======== Records for this exercise

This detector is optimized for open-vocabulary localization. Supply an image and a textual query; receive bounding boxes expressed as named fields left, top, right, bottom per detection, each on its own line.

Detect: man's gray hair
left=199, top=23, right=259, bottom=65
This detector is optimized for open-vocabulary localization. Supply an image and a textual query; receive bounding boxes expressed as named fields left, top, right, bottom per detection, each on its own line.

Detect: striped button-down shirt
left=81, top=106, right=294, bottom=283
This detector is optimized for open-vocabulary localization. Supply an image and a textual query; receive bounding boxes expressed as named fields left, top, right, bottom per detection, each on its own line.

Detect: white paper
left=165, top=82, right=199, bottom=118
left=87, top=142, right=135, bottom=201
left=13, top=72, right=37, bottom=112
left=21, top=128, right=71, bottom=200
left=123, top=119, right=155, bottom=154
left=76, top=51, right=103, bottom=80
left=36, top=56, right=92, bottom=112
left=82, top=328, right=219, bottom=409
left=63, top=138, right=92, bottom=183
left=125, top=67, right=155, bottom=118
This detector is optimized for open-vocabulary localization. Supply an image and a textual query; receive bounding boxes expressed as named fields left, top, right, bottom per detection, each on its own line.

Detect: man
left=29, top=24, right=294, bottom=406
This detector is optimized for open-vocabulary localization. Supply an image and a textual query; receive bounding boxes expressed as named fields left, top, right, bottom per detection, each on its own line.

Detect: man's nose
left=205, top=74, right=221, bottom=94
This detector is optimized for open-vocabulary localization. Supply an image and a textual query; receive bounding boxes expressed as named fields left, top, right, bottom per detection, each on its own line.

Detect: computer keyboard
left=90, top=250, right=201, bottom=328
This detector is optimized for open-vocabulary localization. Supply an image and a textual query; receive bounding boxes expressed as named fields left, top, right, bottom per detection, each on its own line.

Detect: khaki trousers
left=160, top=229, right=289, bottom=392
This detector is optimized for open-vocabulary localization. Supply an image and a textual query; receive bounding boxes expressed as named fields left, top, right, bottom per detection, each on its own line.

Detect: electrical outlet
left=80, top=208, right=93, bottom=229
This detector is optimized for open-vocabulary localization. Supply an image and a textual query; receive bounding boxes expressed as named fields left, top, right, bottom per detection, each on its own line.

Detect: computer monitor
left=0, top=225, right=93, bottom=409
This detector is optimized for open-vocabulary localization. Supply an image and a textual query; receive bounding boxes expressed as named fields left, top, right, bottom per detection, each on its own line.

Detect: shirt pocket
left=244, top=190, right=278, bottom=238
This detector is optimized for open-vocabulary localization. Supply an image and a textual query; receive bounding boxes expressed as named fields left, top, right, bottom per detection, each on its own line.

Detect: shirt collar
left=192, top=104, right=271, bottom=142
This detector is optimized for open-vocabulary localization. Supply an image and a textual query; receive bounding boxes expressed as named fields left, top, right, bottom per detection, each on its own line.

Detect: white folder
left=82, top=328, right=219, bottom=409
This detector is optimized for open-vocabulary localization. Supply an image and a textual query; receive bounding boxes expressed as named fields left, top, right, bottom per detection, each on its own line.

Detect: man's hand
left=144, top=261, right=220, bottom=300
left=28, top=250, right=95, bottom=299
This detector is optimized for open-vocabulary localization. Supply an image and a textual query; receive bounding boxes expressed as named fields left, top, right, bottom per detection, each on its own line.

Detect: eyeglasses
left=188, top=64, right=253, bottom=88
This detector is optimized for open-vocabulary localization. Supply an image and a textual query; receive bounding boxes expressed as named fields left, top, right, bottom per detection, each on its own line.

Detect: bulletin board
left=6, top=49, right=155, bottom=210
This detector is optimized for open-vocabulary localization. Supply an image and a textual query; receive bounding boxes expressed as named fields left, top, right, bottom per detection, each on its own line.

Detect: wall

================

Recast every line of the records above as an item in one numbered list, leaving out the blank lines.

• [Reply to the exercise]:
1. This detector is optimized for open-vocabulary localization. Supply an image and a textual query; receive bounding boxes expressed as named fields left, top, right, bottom per detection, each on its own line.
2. Detect: man's gray hair
3. left=199, top=23, right=259, bottom=65
4. This detector is optimized for open-vocabulary localization. Supply an image and a textual query; receive bounding boxes expressed as named fields left, top, right, bottom per detection, each on its own line.
5. Detect: striped button-down shirt
6. left=81, top=106, right=294, bottom=283
7. This detector is optimized for open-vocabulary localization. Supply an image and a textual query; receive bounding boxes expressed as named fields left, top, right, bottom per detection, each on its own line.
8. Detect: white paper
9. left=165, top=82, right=199, bottom=118
10. left=87, top=142, right=135, bottom=201
11. left=13, top=72, right=37, bottom=112
12. left=21, top=128, right=71, bottom=200
13. left=123, top=119, right=155, bottom=154
14. left=76, top=51, right=103, bottom=80
15. left=36, top=56, right=92, bottom=112
16. left=82, top=328, right=219, bottom=409
17. left=63, top=138, right=92, bottom=183
18. left=125, top=67, right=155, bottom=118
19. This detector is optimized for open-vocabulary localization. Supply an image and a textual query; receive bounding boxes expressed as named fields left, top, right, bottom per detection, each on its own line.
20. Detect: man
21. left=29, top=24, right=294, bottom=406
22. This detector is optimized for open-vocabulary localization. Supply an image and a textual query; receive bounding boxes expressed as named fields left, top, right, bottom per detection, each on its own line.
23. Detect: man's nose
24. left=205, top=74, right=221, bottom=94
25. This detector is optimized for open-vocabulary localization. Supply an image and a textual query; receive bounding boxes expressed as named fields left, top, right, bottom per detection, each on its own line.
26. Detect: computer keyboard
27. left=90, top=250, right=201, bottom=328
28. This detector is optimized for open-vocabulary localization. Supply an image and a textual query; receive bounding boxes expressed as named fields left, top, right, bottom per detection, each on its own line.
29. Detect: khaki trousers
30. left=160, top=229, right=289, bottom=392
31. This detector is optimized for open-vocabulary localization. Supply an image and a textual query; receive bounding boxes expressed as named fields left, top, right, bottom per detection, each on its own line.
32. Detect: electrical outlet
33. left=80, top=208, right=93, bottom=229
34. This detector is optimized for open-vocabulary localization. Supply an image and a textual query; receive bounding boxes expressed as named fields left, top, right, bottom per detection, each on its own line.
35. Detect: computer monitor
36. left=0, top=225, right=93, bottom=409
37. This detector is optimized for open-vocabulary localization. Supply an image and a textual query; receive bounding boxes expressed as named fields left, top, right, bottom per detection, each on its own line.
38. Detect: shirt pocket
39. left=244, top=190, right=278, bottom=238
40. This detector is optimized for open-vocabulary localization. Supply an image and a textual query; receive bounding boxes expressed as named fields left, top, right, bottom per detection, each on its own line.
41. Detect: shirt collar
42. left=192, top=104, right=271, bottom=142
43. This detector is optimized for open-vocabulary localization. Supply an image and a textual query; receive bounding boxes expressed as named fields left, top, right, bottom per detection, each on its own line.
44. Detect: white folder
45. left=82, top=328, right=219, bottom=409
46. This detector is optimized for open-vocabulary localization. Supply an image and a textual query; receive bounding boxes expressed as named fields left, top, right, bottom per detection, each on its own line.
47. Detect: man's hand
48. left=144, top=261, right=220, bottom=300
49. left=28, top=250, right=95, bottom=299
50. This detector is optimized for open-vocabulary localization. Supply an image and a textual query; receive bounding boxes expressed as named fields left, top, right, bottom per detection, each on its own line.
51. Detect: eyeglasses
52. left=188, top=64, right=253, bottom=88
53. This detector is optimized for open-vocabulary localization. Supply an image and a textual query; receive bounding boxes expressed as named fields left, top, right, bottom per detection, each on its own line.
54. Detect: bulletin board
55. left=6, top=49, right=155, bottom=210
56. This detector is optimized for open-vocabulary localization. Supply an image and a textual query; receive bounding boxes expressed as named fields left, top, right, bottom per detection, each on its own line.
57. Detect: wall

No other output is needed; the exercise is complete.